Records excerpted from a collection
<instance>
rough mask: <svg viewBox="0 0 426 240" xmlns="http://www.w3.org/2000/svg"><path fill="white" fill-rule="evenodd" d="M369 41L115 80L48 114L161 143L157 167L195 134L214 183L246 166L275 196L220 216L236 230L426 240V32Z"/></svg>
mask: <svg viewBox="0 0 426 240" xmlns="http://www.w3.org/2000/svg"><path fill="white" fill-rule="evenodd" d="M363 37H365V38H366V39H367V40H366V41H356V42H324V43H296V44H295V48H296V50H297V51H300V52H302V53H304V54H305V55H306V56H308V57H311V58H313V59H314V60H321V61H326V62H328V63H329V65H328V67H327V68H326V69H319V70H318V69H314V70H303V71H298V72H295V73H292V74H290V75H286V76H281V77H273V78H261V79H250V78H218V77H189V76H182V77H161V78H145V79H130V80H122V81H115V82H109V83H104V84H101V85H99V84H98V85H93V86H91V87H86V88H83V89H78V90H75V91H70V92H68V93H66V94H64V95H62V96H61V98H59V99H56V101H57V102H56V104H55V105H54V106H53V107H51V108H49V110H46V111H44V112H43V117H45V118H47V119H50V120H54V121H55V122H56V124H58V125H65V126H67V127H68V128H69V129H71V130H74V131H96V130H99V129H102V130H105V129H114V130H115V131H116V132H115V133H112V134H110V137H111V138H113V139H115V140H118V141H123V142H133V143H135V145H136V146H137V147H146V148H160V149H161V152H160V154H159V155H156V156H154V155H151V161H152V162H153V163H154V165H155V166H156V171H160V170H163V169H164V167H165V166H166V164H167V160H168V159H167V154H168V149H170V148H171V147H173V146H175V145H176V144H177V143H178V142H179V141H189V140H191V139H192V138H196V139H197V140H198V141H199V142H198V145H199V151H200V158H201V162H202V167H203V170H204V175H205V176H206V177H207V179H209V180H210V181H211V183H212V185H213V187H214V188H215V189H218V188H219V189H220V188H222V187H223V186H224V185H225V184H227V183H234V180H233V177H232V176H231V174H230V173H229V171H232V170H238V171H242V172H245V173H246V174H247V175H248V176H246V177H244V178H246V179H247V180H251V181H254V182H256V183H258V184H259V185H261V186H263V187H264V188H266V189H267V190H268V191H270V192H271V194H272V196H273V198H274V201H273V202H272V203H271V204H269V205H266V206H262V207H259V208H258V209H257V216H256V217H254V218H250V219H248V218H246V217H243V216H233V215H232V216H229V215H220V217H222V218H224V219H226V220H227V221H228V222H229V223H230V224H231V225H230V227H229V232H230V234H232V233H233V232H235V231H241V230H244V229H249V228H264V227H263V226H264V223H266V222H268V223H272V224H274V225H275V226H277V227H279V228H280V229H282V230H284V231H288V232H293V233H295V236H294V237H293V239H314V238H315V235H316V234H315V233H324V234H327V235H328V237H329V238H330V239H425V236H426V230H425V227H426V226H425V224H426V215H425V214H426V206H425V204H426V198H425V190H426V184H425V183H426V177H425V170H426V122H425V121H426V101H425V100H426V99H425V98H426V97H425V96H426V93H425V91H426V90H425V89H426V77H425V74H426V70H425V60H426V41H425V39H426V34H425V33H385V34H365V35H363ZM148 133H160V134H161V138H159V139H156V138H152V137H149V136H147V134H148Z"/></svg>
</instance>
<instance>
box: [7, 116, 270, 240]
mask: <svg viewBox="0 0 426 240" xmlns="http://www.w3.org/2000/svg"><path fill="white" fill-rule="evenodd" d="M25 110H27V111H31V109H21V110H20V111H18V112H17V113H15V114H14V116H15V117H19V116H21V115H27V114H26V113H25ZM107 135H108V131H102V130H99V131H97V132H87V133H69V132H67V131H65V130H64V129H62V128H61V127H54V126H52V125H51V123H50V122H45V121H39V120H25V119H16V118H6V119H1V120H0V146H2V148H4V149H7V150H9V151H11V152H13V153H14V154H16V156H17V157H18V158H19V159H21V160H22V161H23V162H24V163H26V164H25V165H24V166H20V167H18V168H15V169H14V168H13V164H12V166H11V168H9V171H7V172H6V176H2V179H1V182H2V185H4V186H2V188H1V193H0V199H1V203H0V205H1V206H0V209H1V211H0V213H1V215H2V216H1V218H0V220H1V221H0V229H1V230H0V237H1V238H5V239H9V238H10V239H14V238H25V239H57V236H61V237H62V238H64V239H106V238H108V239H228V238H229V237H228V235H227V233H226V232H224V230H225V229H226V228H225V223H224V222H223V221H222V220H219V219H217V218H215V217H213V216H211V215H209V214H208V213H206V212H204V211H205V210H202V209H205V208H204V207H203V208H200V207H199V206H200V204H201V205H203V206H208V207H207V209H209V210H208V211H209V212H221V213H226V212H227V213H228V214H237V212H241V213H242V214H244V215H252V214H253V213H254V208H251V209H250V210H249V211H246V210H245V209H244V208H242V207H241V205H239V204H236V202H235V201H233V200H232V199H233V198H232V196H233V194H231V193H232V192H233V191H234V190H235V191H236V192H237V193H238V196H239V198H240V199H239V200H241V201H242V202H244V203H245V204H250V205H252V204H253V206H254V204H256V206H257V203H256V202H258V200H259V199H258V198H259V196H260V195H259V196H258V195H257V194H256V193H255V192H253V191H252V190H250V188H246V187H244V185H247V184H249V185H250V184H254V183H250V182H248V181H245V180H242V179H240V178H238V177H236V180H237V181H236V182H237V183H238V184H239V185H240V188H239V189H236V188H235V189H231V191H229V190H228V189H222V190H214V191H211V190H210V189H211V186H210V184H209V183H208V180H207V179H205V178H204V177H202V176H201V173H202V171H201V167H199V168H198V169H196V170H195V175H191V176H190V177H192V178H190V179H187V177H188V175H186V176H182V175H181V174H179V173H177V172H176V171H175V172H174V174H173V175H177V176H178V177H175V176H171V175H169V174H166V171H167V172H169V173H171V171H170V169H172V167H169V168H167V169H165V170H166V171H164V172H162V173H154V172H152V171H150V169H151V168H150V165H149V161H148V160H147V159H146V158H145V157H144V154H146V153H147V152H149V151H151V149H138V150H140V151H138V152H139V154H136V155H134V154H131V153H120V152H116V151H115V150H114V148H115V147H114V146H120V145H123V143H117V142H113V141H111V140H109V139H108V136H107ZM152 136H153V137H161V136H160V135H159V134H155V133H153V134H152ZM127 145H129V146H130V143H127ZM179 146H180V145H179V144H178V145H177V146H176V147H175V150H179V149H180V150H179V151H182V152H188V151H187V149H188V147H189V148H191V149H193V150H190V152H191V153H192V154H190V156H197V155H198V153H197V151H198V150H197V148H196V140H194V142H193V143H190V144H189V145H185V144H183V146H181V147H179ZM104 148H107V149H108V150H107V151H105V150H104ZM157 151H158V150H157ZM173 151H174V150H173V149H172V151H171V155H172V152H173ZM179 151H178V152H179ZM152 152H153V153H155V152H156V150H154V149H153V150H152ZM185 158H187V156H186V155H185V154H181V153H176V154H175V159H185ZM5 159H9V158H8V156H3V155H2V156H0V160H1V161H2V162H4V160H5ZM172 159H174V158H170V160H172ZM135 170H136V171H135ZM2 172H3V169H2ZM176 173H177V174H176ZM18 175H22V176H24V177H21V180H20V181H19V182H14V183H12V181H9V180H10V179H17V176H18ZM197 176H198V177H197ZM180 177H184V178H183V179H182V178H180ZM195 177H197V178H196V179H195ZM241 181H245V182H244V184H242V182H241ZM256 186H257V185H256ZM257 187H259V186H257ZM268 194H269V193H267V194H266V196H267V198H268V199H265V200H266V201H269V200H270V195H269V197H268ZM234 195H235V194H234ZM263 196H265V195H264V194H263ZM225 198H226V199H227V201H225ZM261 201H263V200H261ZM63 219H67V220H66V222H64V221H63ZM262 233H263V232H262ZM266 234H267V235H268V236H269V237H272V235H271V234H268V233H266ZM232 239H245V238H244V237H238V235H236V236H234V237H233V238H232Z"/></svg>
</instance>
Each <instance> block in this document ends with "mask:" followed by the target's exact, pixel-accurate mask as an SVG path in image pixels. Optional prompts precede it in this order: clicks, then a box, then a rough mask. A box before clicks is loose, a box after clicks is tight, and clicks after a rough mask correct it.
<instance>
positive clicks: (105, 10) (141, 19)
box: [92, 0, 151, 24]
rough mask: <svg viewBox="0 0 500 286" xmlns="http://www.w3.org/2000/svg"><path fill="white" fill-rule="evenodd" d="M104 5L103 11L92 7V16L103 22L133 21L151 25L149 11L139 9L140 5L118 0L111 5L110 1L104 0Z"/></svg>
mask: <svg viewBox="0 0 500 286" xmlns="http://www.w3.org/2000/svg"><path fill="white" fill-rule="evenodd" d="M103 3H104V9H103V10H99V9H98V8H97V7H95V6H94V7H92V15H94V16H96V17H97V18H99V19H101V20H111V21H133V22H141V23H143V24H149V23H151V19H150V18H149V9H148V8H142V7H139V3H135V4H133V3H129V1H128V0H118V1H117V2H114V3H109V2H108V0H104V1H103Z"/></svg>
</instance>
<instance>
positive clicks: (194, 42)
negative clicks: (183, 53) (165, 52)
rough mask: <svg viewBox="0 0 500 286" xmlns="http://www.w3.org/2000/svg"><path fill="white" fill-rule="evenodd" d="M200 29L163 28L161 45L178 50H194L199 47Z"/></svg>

THE TASK » The string "positive" may appear in the lines of the records above. State how many lines contain it, with no other words.

YOUR RESPONSE » 2